• **Görev Amacı**:
Kaynak metne göre romandan alınan değişik zevk, Murakami'nin ustalığı dışında neye dayanıyor?

• **Kaynak Metin**:
+++

29 Haziran 2015 Pazartesi

Haruki Murakami -Sahilde Kafka



Hayatımda okuduğum en güzel romandı filan diyemem ama şimdiye kadar başka romanlardan almadığım değişik bir zevk aldığımı da rahatlıkla söyleyebilirim. Bu, Murakami’nin ustalığından olduğu kadar, Japon kültürüne dair öğrendiklerimden de kaynaklanıyor.

+++

• **Veri Bölümü**:
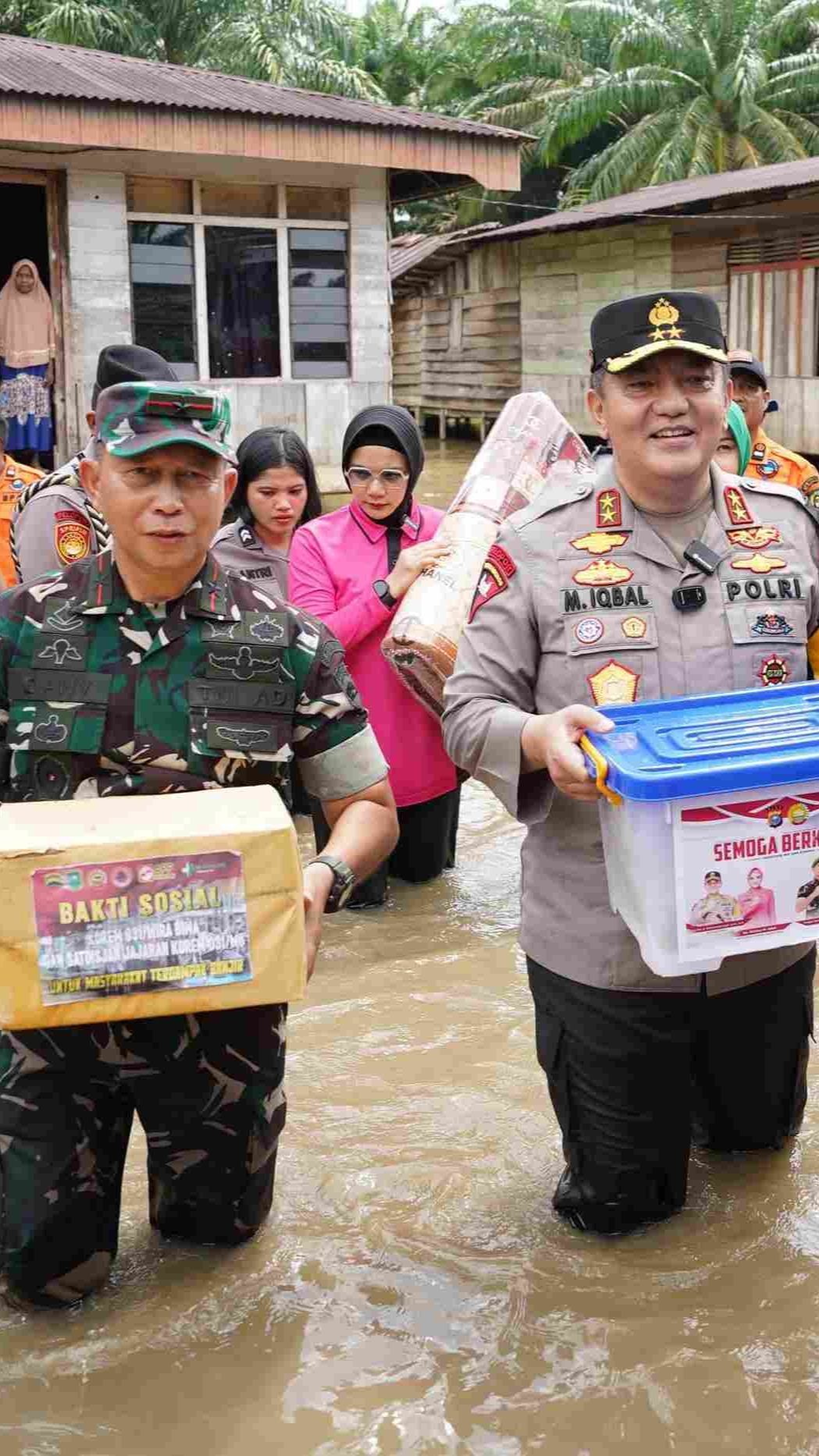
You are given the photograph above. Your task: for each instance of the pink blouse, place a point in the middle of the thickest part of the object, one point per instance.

+++

• **Yazılı Yanıt**:
Japon kültürüne dair öğrenilenlere.